● Work required
Could you give these lines again with "set one marker per instance" swapped for "place one marker on each instance" every time it appears, leaving everything else unchanged?

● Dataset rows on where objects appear
━━━━━━
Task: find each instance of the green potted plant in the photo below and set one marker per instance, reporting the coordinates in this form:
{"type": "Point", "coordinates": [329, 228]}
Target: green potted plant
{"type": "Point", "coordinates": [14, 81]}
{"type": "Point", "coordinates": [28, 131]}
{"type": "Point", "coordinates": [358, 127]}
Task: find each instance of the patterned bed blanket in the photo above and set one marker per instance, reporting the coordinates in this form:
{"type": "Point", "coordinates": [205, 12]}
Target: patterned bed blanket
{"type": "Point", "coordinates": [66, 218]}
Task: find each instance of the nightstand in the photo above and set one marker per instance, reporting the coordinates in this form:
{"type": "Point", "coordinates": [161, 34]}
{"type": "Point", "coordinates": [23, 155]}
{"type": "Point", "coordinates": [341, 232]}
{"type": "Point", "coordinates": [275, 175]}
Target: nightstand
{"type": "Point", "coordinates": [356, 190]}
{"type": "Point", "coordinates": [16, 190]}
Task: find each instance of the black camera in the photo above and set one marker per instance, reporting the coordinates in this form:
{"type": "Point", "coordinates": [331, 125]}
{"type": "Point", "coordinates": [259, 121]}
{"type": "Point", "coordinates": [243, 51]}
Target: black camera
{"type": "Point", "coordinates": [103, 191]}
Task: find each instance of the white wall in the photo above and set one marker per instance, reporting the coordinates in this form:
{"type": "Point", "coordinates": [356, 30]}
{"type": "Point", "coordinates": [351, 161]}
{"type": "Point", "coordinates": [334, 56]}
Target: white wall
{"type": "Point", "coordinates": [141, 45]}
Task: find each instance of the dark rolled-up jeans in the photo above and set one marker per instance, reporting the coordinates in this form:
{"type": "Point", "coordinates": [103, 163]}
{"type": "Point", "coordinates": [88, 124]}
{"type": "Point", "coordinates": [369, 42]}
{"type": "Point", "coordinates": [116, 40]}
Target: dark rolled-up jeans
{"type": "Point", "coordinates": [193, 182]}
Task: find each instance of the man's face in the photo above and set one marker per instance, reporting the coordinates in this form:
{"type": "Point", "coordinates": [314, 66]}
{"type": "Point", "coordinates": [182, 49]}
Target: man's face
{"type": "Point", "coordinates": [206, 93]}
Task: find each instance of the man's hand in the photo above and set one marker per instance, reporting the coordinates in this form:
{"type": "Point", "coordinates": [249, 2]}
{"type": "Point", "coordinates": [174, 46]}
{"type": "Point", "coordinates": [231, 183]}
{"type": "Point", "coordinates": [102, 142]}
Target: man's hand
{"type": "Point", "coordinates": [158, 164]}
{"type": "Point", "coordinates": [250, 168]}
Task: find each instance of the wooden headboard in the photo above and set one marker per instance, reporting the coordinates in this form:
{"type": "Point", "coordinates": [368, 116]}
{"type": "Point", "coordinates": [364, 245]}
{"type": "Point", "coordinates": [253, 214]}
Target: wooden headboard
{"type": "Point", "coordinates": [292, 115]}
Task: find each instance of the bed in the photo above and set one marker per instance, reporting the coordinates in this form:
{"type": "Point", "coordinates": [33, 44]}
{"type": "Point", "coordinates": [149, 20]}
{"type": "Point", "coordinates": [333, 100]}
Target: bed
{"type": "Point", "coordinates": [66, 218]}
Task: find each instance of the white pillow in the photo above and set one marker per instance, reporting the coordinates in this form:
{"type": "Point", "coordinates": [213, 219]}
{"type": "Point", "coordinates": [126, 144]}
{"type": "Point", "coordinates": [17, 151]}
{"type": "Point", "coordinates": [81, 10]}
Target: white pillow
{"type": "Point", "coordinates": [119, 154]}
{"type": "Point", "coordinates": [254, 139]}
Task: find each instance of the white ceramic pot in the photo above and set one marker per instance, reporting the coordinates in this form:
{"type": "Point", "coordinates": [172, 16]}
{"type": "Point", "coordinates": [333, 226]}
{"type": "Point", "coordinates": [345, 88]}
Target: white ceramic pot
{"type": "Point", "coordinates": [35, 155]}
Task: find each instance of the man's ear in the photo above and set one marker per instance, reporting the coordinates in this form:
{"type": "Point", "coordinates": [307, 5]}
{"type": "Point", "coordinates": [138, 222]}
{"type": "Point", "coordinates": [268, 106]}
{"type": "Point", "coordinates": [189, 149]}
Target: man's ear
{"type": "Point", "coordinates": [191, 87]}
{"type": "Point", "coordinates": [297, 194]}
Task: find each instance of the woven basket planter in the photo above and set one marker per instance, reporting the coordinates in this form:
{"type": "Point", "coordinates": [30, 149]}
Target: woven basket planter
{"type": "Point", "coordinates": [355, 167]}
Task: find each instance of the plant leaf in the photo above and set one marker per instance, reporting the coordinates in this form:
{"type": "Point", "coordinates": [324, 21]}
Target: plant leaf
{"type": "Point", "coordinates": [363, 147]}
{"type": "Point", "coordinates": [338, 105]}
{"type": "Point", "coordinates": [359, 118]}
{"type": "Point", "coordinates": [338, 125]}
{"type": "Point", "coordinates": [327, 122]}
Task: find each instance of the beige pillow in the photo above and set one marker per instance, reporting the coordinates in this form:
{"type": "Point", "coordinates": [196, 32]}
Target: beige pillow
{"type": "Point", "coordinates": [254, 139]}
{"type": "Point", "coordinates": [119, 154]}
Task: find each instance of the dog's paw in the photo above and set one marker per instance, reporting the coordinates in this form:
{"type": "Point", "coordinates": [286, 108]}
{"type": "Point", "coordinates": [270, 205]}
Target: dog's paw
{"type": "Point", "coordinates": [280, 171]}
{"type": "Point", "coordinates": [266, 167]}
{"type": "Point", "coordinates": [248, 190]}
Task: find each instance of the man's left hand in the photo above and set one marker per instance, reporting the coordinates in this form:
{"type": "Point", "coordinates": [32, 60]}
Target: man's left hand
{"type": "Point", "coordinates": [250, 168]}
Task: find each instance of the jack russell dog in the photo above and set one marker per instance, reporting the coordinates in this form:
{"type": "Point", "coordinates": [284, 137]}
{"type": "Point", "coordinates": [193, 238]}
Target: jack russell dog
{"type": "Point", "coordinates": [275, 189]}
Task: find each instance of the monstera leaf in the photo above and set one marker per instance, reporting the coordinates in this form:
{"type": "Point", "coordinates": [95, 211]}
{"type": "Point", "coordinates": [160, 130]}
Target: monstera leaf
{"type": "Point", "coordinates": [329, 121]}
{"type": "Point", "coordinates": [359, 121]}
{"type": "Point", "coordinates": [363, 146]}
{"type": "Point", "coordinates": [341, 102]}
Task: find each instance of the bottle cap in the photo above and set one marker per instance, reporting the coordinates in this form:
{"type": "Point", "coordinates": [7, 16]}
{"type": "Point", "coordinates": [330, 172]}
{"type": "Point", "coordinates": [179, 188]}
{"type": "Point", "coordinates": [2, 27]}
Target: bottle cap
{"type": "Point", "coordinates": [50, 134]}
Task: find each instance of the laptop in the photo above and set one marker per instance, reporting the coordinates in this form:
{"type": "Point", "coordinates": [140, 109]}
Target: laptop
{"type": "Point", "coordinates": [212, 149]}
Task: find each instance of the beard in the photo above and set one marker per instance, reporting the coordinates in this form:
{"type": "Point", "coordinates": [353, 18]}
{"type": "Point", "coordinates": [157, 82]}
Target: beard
━━━━━━
● Final answer
Task: find each instance of the green potted plant in the photo below and place one marker on each instance, reporting the coordinates in this form:
{"type": "Point", "coordinates": [329, 228]}
Target: green potted plant
{"type": "Point", "coordinates": [14, 81]}
{"type": "Point", "coordinates": [28, 131]}
{"type": "Point", "coordinates": [358, 127]}
Task: find each instance of the patterned bed blanket in the photo above and place one marker on each instance, reporting the coordinates in this form:
{"type": "Point", "coordinates": [205, 12]}
Target: patterned bed blanket
{"type": "Point", "coordinates": [66, 218]}
Task: find each instance of the nightstand in the photo above and place one marker on each instance, reporting the coordinates in this form:
{"type": "Point", "coordinates": [161, 34]}
{"type": "Point", "coordinates": [23, 155]}
{"type": "Point", "coordinates": [341, 232]}
{"type": "Point", "coordinates": [275, 175]}
Target: nightstand
{"type": "Point", "coordinates": [356, 190]}
{"type": "Point", "coordinates": [16, 190]}
Task: find each instance of the black camera in the photo above and place one marker on each instance, reporting the coordinates in this form:
{"type": "Point", "coordinates": [331, 125]}
{"type": "Point", "coordinates": [259, 121]}
{"type": "Point", "coordinates": [243, 51]}
Target: black camera
{"type": "Point", "coordinates": [103, 191]}
Task: find each instance of the white wall in the photo above and place one marker on each instance, reporting the coordinates in this form:
{"type": "Point", "coordinates": [356, 30]}
{"type": "Point", "coordinates": [351, 161]}
{"type": "Point", "coordinates": [334, 56]}
Target: white wall
{"type": "Point", "coordinates": [141, 45]}
Task: find each instance of the dark rolled-up jeans in the photo above and place one marker on each instance, reporting the coordinates in this form:
{"type": "Point", "coordinates": [103, 163]}
{"type": "Point", "coordinates": [88, 124]}
{"type": "Point", "coordinates": [369, 42]}
{"type": "Point", "coordinates": [116, 40]}
Target: dark rolled-up jeans
{"type": "Point", "coordinates": [193, 182]}
Task: find each instance of the man's face in the photo above and place one marker on each instance, reporting the coordinates in this form:
{"type": "Point", "coordinates": [314, 66]}
{"type": "Point", "coordinates": [182, 49]}
Target: man's face
{"type": "Point", "coordinates": [206, 93]}
Task: find each instance of the man's hand in the photo above and place one marker on each instance, reporting the coordinates in this form:
{"type": "Point", "coordinates": [249, 2]}
{"type": "Point", "coordinates": [174, 46]}
{"type": "Point", "coordinates": [231, 183]}
{"type": "Point", "coordinates": [102, 142]}
Target: man's hand
{"type": "Point", "coordinates": [158, 164]}
{"type": "Point", "coordinates": [250, 168]}
Task: find each instance of the wooden headboard in the photo above and place one marker on each instance, reporting the coordinates in this form:
{"type": "Point", "coordinates": [368, 116]}
{"type": "Point", "coordinates": [364, 245]}
{"type": "Point", "coordinates": [253, 214]}
Target: wooden headboard
{"type": "Point", "coordinates": [292, 115]}
Task: find each instance of the bed in the photo above and place one marker on each instance, reporting the coordinates in this form:
{"type": "Point", "coordinates": [33, 44]}
{"type": "Point", "coordinates": [149, 20]}
{"type": "Point", "coordinates": [333, 100]}
Target: bed
{"type": "Point", "coordinates": [66, 218]}
Task: find each instance of the white pillow in the photo above and place one marker on each instance, reporting the coordinates in this form:
{"type": "Point", "coordinates": [213, 219]}
{"type": "Point", "coordinates": [126, 144]}
{"type": "Point", "coordinates": [17, 151]}
{"type": "Point", "coordinates": [81, 10]}
Target: white pillow
{"type": "Point", "coordinates": [119, 154]}
{"type": "Point", "coordinates": [254, 139]}
Task: find each instance of the white ceramic pot in the photo above and place one marker on each instance, reporting the coordinates in this form:
{"type": "Point", "coordinates": [172, 16]}
{"type": "Point", "coordinates": [333, 226]}
{"type": "Point", "coordinates": [345, 88]}
Target: white ceramic pot
{"type": "Point", "coordinates": [35, 155]}
Task: find each instance of the man's ear in the photo above and place one marker on each instance, reporting the coordinates in this form:
{"type": "Point", "coordinates": [307, 5]}
{"type": "Point", "coordinates": [138, 222]}
{"type": "Point", "coordinates": [268, 106]}
{"type": "Point", "coordinates": [189, 149]}
Target: man's ear
{"type": "Point", "coordinates": [191, 87]}
{"type": "Point", "coordinates": [297, 194]}
Task: find each instance of the woven basket planter in the photo above and place one marker on each instance, reporting the coordinates in this form:
{"type": "Point", "coordinates": [30, 149]}
Target: woven basket planter
{"type": "Point", "coordinates": [355, 167]}
Task: find each instance of the plant leaf in the photo above and place one marker on each instance, reporting the coordinates in this form:
{"type": "Point", "coordinates": [324, 21]}
Target: plant leaf
{"type": "Point", "coordinates": [363, 147]}
{"type": "Point", "coordinates": [338, 105]}
{"type": "Point", "coordinates": [359, 118]}
{"type": "Point", "coordinates": [338, 125]}
{"type": "Point", "coordinates": [327, 122]}
Task: find each instance of the beige pillow in the photo above and place one marker on each instance, reporting the coordinates in this form:
{"type": "Point", "coordinates": [196, 32]}
Target: beige pillow
{"type": "Point", "coordinates": [254, 139]}
{"type": "Point", "coordinates": [119, 154]}
Task: find each instance of the dog's paw in the photo above and place one marker on each instance, reporting the coordinates in this form:
{"type": "Point", "coordinates": [286, 108]}
{"type": "Point", "coordinates": [270, 205]}
Target: dog's paw
{"type": "Point", "coordinates": [280, 171]}
{"type": "Point", "coordinates": [266, 167]}
{"type": "Point", "coordinates": [248, 190]}
Task: find each instance of the man's left hand in the photo above and place one marker on each instance, reporting the coordinates in this form:
{"type": "Point", "coordinates": [32, 60]}
Target: man's left hand
{"type": "Point", "coordinates": [250, 168]}
Task: find each instance of the jack russell dog in the photo above and place one marker on each instance, reporting the coordinates in this form:
{"type": "Point", "coordinates": [284, 137]}
{"type": "Point", "coordinates": [193, 238]}
Target: jack russell dog
{"type": "Point", "coordinates": [275, 189]}
Task: find each instance of the monstera leaf in the photo above and place one marker on each instance, reporting the coordinates in this form:
{"type": "Point", "coordinates": [95, 211]}
{"type": "Point", "coordinates": [160, 130]}
Target: monstera leaf
{"type": "Point", "coordinates": [329, 121]}
{"type": "Point", "coordinates": [359, 121]}
{"type": "Point", "coordinates": [363, 146]}
{"type": "Point", "coordinates": [341, 102]}
Task: find each instance of the bottle cap in the photo above and place one marker on each instance, reporting the coordinates in this form:
{"type": "Point", "coordinates": [7, 16]}
{"type": "Point", "coordinates": [330, 172]}
{"type": "Point", "coordinates": [179, 188]}
{"type": "Point", "coordinates": [2, 27]}
Target: bottle cap
{"type": "Point", "coordinates": [50, 134]}
Task: find each instance of the laptop in the photo above and place one marker on each instance, reporting the coordinates in this form:
{"type": "Point", "coordinates": [140, 109]}
Target: laptop
{"type": "Point", "coordinates": [212, 149]}
Task: find each instance of the beard in the photo above and place one marker on each instance, reporting the coordinates in this form:
{"type": "Point", "coordinates": [353, 18]}
{"type": "Point", "coordinates": [157, 82]}
Target: beard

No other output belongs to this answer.